=== OBJECTIVE ===
List every line of the data below that has the word "hand" in it.

[START]

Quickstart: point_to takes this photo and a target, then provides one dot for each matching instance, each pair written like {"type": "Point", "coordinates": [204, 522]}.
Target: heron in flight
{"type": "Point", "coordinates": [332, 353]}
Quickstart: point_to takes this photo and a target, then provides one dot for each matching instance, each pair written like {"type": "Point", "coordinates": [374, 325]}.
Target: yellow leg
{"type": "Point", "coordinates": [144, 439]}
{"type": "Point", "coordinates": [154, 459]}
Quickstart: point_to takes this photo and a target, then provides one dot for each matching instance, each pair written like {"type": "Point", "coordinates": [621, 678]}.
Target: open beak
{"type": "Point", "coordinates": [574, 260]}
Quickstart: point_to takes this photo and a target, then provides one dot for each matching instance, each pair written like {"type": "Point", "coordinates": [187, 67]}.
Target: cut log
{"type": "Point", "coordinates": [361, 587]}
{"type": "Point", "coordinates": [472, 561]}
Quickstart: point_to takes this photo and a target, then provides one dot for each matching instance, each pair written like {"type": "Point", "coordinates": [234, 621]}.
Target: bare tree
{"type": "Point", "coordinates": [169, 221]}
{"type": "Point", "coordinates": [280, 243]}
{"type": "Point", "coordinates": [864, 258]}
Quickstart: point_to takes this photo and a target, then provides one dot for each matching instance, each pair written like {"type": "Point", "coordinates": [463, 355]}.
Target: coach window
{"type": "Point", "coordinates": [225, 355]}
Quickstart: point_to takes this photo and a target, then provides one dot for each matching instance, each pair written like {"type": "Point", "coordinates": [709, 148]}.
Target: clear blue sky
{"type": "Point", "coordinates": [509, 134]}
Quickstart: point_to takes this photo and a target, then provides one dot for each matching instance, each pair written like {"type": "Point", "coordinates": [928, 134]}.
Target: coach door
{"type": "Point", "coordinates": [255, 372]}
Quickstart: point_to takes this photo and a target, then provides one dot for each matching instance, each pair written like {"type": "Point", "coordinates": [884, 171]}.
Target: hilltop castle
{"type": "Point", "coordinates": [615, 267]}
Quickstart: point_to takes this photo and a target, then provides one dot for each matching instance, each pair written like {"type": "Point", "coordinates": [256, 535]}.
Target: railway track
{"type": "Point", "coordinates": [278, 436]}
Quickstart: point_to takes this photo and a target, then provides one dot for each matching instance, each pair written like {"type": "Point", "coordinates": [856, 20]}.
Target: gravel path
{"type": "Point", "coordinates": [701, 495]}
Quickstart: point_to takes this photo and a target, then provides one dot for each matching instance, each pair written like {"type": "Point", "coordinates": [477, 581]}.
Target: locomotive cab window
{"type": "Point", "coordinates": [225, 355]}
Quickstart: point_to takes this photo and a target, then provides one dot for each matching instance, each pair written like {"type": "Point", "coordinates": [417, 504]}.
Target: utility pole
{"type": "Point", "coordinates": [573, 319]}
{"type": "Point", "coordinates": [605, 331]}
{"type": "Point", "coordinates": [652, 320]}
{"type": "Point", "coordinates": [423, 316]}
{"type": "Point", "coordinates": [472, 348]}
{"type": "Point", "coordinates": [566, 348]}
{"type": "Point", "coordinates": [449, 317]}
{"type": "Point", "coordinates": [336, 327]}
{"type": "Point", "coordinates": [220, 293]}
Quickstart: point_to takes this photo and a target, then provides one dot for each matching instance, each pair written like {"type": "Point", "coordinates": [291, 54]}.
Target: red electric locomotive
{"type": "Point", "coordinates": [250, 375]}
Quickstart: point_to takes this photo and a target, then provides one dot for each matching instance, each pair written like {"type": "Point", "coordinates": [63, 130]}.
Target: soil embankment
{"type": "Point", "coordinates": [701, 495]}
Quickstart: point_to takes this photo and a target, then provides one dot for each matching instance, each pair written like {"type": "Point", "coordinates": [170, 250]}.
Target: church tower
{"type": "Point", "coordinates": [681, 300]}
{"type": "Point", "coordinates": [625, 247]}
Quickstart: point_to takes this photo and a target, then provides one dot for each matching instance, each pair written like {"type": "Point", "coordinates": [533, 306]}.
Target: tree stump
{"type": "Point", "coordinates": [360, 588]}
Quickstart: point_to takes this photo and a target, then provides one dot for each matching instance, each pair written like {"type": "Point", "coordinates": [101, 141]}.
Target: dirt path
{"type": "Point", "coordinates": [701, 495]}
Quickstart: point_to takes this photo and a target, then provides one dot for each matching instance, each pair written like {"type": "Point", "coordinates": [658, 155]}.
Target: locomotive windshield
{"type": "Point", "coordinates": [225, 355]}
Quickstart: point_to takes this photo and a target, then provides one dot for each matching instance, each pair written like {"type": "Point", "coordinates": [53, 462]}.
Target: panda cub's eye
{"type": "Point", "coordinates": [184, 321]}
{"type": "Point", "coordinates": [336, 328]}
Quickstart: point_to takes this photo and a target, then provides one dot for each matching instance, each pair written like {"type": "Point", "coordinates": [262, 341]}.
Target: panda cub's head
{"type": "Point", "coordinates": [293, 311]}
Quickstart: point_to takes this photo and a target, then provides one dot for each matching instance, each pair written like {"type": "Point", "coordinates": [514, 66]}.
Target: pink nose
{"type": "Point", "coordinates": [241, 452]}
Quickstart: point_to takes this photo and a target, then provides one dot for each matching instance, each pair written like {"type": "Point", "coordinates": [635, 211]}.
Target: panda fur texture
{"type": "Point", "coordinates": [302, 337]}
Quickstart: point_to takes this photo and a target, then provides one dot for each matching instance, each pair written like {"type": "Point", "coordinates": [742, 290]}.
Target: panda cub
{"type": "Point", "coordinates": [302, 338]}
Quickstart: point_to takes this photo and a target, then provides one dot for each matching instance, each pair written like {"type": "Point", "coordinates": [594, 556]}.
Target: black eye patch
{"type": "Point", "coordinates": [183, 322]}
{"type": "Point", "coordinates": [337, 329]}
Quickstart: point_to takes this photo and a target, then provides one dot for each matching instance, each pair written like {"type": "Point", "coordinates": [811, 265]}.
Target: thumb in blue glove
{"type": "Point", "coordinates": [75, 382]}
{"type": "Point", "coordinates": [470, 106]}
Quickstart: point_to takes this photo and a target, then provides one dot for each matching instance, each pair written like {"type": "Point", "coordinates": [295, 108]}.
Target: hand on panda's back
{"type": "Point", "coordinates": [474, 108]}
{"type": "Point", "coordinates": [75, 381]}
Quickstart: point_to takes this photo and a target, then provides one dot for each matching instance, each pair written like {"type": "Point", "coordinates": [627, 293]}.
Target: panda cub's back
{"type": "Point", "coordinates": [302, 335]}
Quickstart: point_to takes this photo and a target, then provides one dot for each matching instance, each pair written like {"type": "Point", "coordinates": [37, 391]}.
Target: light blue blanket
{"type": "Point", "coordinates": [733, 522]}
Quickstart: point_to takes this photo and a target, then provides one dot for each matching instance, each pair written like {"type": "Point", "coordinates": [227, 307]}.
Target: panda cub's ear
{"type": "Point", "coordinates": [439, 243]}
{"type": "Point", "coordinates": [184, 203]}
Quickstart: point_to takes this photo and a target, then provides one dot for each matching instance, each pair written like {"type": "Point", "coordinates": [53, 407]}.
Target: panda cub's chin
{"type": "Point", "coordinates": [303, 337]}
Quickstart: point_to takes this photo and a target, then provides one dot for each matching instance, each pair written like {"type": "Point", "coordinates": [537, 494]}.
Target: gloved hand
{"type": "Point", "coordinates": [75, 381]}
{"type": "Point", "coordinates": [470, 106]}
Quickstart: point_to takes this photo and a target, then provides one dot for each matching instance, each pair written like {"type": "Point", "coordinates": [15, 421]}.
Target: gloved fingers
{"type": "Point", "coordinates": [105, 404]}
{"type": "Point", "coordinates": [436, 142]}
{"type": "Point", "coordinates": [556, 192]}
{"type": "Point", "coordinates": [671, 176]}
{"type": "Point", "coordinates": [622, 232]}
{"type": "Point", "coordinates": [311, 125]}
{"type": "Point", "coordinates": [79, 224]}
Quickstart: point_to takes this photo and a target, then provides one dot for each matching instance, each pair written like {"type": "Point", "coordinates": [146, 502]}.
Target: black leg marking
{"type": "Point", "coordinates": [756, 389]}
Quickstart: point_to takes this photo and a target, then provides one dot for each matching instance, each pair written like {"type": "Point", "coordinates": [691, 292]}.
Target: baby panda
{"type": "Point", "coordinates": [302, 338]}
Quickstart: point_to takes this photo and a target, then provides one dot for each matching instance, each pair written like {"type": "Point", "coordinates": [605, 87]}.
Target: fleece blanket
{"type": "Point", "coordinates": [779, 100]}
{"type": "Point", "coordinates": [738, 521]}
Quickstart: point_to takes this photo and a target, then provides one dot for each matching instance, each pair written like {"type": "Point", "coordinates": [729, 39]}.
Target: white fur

[END]

=== FULL RESPONSE ===
Target: hand on panda's back
Target: gloved hand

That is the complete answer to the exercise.